'''
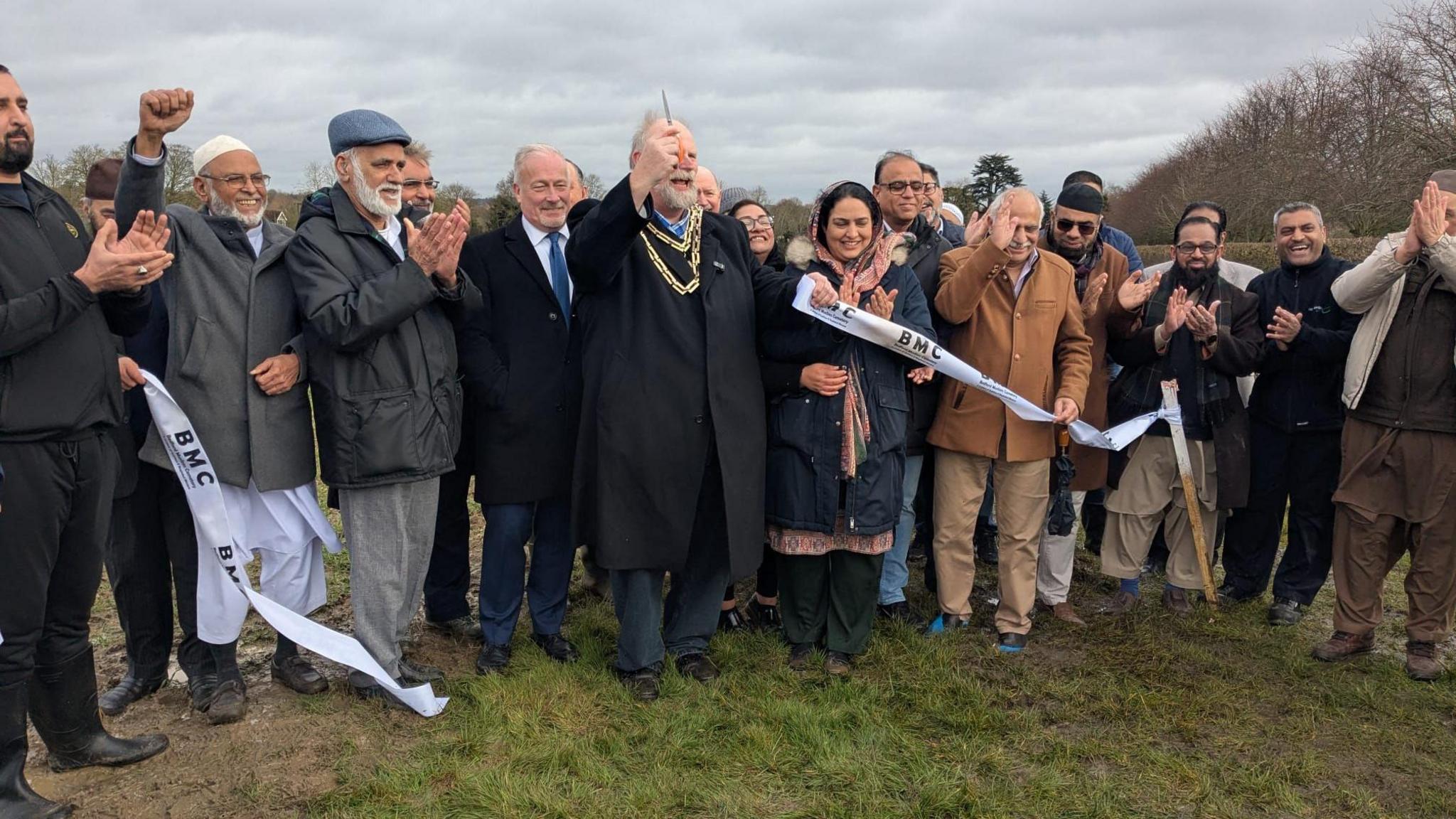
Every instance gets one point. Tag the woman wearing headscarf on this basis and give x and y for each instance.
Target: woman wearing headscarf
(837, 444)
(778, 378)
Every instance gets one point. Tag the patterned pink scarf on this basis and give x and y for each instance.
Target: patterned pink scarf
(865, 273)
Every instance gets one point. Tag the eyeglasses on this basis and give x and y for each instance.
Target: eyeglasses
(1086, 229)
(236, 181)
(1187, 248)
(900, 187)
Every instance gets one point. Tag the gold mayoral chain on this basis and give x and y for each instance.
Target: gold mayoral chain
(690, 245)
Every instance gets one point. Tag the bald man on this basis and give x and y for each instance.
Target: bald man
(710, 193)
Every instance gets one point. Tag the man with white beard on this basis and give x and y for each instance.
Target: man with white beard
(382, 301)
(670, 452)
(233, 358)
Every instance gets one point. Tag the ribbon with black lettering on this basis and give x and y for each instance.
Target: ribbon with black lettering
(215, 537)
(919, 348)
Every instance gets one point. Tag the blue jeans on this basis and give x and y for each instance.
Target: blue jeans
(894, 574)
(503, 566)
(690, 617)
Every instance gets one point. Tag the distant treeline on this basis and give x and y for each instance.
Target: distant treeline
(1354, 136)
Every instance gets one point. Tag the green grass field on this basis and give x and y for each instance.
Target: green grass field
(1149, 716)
'''
'''
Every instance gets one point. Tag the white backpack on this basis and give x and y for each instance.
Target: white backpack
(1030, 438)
'''
● **What to produce**
Turn the listing lines, starting at the line containing "Every instance gets one point. Tag the blue" and ending at the line containing "(1149, 716)", into a Markdown table with the columns No. and Entry, giving each line a row number and skipping blank lines.

● **The output**
| No. | Entry |
|---|---|
| 1 | Every instance gets one point. Tag the blue jeans on this basis and give x and y for each instance. |
| 2 | Target: blue jeans |
| 3 | (894, 574) |
| 4 | (503, 566) |
| 5 | (690, 617) |
| 6 | Every instance gets one point. Tag the distant treeline on this basis and give x and y for each instance. |
| 7 | Target: distant treeline |
| 8 | (1354, 136) |
| 9 | Every instance gets one point. Tag the green grass field on this basis and give x and y for each instance. |
| 10 | Target: green grass field |
| 11 | (1149, 716) |